- _Description of the task_
Reproduce every line of the records below, requests included but pictures omitted, scaling each x,y point coordinate in the answers by 0.35 and rounding to whole numbers with halves going up. Leave the sample coordinates inside the requests unchanged.

- _Excerpted records_
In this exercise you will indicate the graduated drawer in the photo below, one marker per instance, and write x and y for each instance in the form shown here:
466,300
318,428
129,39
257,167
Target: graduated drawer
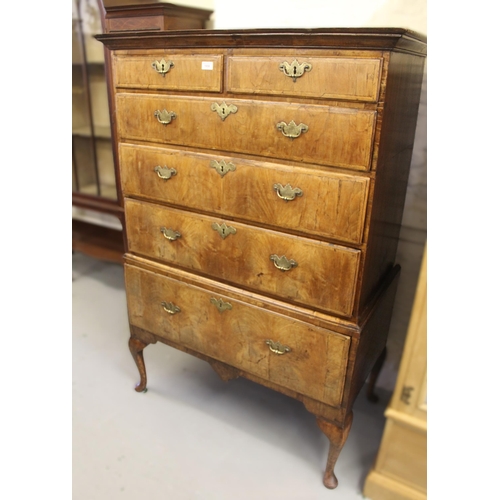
235,332
183,72
262,260
353,79
335,136
315,202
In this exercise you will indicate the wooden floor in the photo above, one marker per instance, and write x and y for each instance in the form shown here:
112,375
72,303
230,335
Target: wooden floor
191,436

- _Answer in full_
In this exercise you will indicate the graduated drawer in the photo below, one marker per instance, and write x and y for each instance in the form shown here:
466,300
318,428
129,39
257,167
Target: graduated drawer
82,116
64,25
92,91
124,28
117,48
110,71
In this exercise you will indicate the wooden floor in the photo above, one marker per instance, and write x and y for each instance in the form shown here:
112,375
72,303
230,335
Target: wooden floor
67,153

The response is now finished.